Problem to solve> Output each entry below as it stands, leaving out every picture.

(Records from a data collection)
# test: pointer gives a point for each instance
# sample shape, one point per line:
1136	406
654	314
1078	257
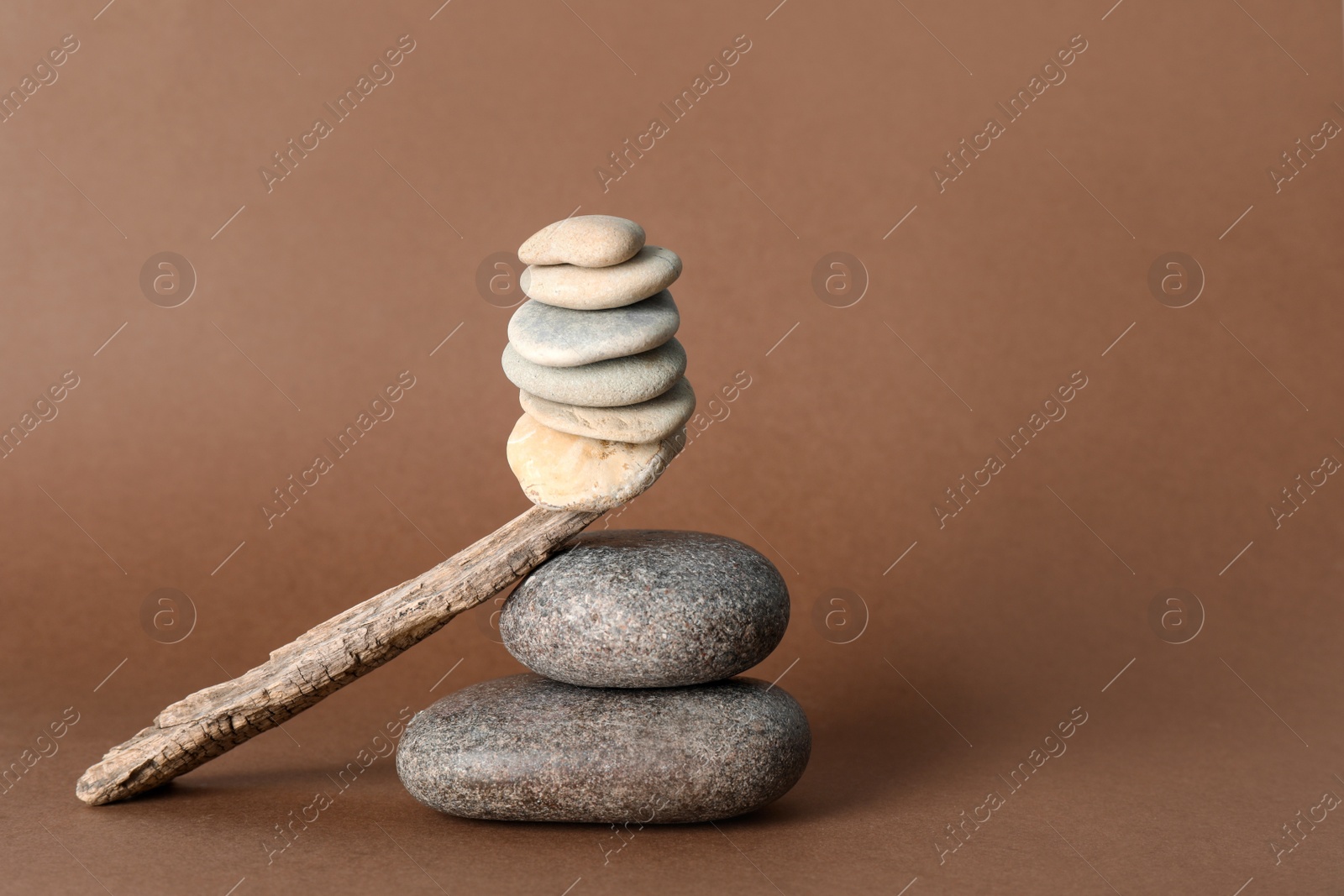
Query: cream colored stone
644	422
588	241
586	289
564	472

Problem solution>
# test: pointer gives a point for each instance
# sample shape, one point per line:
1136	406
654	314
1078	257
Query: cream colored stone
644	422
588	241
586	289
564	472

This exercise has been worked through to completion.